--- SUPPLIED MATERIAL ---

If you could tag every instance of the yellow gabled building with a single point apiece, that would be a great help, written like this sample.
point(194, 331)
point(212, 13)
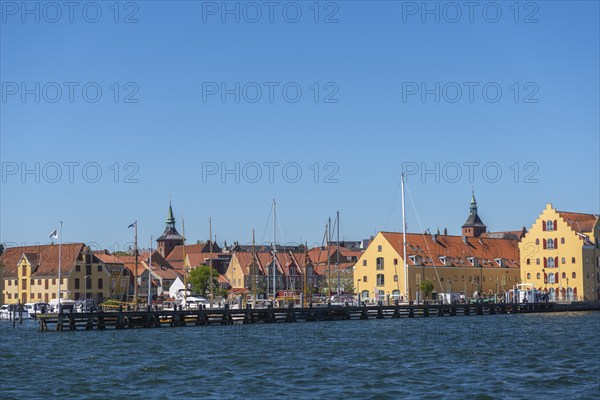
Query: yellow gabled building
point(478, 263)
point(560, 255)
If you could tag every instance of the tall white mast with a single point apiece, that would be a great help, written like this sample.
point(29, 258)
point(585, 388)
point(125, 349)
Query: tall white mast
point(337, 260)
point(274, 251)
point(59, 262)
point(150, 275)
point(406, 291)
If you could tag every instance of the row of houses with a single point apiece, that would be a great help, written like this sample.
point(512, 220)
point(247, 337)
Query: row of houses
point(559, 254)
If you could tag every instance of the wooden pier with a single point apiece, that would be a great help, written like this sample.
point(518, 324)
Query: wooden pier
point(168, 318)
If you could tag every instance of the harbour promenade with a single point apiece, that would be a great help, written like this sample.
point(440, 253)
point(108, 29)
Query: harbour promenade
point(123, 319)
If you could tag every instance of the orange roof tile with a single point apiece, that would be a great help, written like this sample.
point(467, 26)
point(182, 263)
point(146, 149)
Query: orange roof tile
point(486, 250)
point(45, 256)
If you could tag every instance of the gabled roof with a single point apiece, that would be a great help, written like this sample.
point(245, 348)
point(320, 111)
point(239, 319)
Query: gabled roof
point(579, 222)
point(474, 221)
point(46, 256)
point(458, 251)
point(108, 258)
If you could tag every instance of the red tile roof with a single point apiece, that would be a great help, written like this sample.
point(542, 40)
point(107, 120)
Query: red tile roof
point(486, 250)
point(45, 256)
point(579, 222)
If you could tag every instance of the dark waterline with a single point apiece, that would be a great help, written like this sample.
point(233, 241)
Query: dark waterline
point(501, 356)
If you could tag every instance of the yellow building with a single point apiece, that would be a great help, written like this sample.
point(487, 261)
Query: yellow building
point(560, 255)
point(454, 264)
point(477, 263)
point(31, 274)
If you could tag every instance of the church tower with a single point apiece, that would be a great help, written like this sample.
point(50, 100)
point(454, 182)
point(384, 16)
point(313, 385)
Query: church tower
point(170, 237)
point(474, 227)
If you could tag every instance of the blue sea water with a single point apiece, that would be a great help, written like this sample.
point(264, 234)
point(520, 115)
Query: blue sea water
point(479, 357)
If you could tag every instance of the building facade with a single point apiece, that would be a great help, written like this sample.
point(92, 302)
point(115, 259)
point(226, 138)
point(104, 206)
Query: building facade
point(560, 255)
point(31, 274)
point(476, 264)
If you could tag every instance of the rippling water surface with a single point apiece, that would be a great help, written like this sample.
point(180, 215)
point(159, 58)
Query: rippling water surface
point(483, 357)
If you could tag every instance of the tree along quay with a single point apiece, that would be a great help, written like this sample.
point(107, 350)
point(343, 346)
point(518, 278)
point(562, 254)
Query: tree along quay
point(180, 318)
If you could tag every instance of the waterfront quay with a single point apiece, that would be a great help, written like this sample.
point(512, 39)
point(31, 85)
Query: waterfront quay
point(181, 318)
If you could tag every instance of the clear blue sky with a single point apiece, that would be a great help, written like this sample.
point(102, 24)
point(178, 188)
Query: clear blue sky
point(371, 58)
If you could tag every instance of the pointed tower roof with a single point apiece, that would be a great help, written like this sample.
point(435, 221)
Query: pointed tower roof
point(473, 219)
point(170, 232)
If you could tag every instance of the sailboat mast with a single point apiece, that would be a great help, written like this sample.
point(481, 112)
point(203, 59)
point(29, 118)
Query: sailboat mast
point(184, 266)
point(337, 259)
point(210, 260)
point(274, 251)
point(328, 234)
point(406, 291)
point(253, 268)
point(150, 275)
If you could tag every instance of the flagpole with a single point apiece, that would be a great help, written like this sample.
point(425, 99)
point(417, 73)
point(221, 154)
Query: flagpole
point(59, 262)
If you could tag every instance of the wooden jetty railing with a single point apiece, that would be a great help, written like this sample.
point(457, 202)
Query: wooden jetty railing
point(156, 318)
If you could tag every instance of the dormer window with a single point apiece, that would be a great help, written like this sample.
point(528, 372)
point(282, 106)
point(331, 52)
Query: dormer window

---

# [TASK DIRECTIONS]
Locate the line with "If you could tag every instance of the tree" in the entries above; extract it and every line after it, verbatim.

# [FINAL RESULT]
If you could tag every instance of the tree along quay with a single point apiece, that would be a great help, written like this sample.
point(107, 350)
point(343, 346)
point(518, 278)
point(562, 254)
Query: tree along quay
point(180, 318)
If you could tag every instance of the waterfront quay with a single point apiece, that would be a great help, written like this sample.
point(512, 39)
point(31, 85)
Query: waterfront quay
point(181, 318)
If you could tag every instance of the clear blue sky with a single point apiece, that would be a great help, written like this sample.
point(102, 24)
point(178, 188)
Query: clear blue sky
point(371, 58)
If you could tag every instance of the pointed tower roof with a single point apiece, that would be a great help, written like this sample.
point(435, 221)
Query: pointed tower roof
point(473, 219)
point(170, 232)
If you could tag every instance of the sailboat mast with a single point apiece, that would be a great help, written like this sample.
point(481, 112)
point(203, 59)
point(29, 118)
Query: sailboat mast
point(184, 266)
point(337, 259)
point(210, 260)
point(274, 251)
point(328, 234)
point(406, 291)
point(253, 268)
point(150, 275)
If you could tag every instance of the flagpole with a single point apiece, that would be a great help, written like this sample.
point(425, 99)
point(417, 73)
point(221, 154)
Query: flagpole
point(59, 262)
If you could tag every instance of the wooden jetty railing with a single point apiece, that would be a great help, written like this sample.
point(457, 202)
Query: wooden jetty railing
point(156, 318)
If you could tag every instance of the dormer window with a single point apiece, that would be a great help, written like this sample.
point(528, 372)
point(282, 106)
point(331, 52)
Query: dormer window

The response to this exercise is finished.